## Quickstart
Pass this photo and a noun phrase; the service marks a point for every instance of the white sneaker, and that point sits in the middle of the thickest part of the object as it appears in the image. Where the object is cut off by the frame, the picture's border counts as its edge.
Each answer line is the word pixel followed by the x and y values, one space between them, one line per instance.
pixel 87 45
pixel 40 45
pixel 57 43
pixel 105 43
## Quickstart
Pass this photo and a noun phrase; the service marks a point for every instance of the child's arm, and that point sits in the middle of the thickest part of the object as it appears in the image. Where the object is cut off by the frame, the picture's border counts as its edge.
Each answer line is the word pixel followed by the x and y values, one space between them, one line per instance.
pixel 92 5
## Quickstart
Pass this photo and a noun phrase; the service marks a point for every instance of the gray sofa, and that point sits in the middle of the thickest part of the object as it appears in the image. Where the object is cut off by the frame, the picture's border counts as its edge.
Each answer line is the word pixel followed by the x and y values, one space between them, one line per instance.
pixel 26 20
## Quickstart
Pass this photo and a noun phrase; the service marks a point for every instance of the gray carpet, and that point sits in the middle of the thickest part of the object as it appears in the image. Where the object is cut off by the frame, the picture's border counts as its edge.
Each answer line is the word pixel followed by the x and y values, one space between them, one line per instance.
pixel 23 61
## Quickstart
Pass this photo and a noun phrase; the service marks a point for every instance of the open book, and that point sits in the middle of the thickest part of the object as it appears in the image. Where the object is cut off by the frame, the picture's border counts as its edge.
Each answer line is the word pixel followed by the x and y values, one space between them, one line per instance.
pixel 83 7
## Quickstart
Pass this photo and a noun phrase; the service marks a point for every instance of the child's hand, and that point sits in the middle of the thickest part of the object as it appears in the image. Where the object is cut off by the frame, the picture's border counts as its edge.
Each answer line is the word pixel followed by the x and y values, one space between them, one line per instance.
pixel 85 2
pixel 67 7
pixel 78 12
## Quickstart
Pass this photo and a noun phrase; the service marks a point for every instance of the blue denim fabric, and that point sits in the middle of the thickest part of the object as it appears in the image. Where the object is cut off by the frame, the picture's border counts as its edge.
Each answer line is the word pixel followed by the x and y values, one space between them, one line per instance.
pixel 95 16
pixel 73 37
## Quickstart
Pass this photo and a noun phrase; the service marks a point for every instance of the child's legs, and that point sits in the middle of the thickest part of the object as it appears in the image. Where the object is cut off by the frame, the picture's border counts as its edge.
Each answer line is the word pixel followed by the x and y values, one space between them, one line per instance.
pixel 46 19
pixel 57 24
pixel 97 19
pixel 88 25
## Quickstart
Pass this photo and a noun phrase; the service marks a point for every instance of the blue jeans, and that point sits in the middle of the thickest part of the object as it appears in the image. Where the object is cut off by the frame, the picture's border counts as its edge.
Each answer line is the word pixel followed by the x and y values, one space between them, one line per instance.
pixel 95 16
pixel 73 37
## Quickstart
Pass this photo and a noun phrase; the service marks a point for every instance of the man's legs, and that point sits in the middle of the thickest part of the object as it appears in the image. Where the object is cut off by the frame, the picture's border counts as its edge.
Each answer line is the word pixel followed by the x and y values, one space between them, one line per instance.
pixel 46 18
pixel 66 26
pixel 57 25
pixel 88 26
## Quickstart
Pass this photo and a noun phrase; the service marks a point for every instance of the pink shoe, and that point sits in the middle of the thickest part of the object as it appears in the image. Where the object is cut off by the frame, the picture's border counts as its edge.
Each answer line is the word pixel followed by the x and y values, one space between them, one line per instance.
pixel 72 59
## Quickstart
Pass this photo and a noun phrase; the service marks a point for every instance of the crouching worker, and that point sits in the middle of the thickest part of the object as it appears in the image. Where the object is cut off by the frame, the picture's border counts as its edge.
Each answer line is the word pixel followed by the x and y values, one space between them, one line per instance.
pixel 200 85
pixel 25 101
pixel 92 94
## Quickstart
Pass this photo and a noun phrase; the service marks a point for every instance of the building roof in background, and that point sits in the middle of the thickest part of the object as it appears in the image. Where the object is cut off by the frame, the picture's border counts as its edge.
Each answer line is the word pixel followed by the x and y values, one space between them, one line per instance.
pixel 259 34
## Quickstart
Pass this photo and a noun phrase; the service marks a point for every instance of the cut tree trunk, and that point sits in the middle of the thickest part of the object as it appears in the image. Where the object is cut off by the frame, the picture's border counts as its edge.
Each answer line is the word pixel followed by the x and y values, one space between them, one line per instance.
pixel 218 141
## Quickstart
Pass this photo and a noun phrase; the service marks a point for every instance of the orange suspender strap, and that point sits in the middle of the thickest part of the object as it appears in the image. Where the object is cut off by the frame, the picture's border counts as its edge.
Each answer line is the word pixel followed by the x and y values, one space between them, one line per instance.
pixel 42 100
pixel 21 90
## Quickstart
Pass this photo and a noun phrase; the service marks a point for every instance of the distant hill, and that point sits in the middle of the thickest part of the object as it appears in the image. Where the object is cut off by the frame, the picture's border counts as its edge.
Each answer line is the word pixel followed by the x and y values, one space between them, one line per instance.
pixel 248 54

——————————

• [EXERCISE DIRECTIONS] Would you print exactly and only the lines of the material above that run from the line with "of the open" through the line with "child's hand, and", both included?

• [EXERCISE SOLUTION]
Pass this photo and a noun phrase; the service marks a point for every instance of the open book, and that point sits in the middle of the thickest part of the object as it appears in the image. Where the object is cut off by the frame, the picture's border counts as its edge.
Each answer line is the word pixel followed by the x and y values, one space between them, one line per instance.
pixel 83 7
## Quickstart
Pass this photo and a noun phrase; the service marks a point for every instance of the child's hand, and that point sits in the middle of the thickest part of the object as it appears in the image. Where the object is cut off by the frame, the picture's border counts as its edge.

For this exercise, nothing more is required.